• **To be done**
Locate every line in the entries below that contains the word "field", and reproduce each such line in full.

⁂

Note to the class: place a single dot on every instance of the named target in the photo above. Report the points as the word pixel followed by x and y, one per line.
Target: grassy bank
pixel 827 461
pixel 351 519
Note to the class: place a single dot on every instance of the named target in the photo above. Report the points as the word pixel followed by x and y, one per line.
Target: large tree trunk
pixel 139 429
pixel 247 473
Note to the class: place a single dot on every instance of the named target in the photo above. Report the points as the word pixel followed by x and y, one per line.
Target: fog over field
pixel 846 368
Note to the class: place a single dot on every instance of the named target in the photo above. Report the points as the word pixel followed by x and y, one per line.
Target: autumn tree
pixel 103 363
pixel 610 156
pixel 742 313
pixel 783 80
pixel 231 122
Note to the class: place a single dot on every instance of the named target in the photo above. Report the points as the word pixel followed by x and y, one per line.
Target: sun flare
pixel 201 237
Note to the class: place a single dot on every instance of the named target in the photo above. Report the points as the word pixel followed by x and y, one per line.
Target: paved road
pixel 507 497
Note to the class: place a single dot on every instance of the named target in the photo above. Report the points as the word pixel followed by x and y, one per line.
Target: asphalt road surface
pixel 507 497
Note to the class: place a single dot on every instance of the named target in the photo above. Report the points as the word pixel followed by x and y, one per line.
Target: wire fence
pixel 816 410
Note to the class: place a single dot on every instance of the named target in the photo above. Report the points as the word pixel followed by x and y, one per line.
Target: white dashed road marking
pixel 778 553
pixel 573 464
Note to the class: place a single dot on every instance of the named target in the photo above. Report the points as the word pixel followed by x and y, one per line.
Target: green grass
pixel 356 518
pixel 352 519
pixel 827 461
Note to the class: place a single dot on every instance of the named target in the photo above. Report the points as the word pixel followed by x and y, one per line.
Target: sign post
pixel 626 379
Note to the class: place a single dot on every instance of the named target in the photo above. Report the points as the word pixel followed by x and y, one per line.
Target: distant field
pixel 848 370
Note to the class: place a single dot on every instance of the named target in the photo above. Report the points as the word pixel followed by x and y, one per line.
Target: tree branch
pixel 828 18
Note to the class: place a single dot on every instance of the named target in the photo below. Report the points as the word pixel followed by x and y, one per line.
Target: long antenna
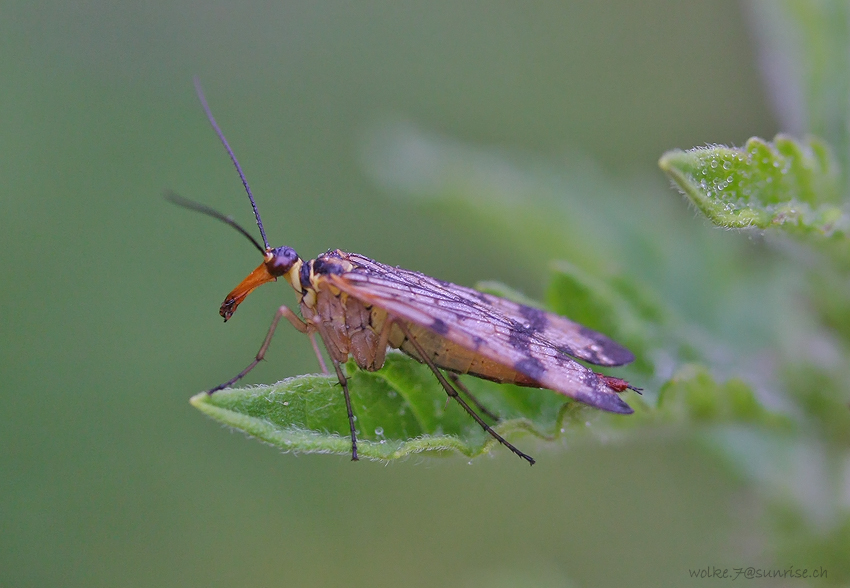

⁂

• **Full solution**
Target: fog over field
Target: distant field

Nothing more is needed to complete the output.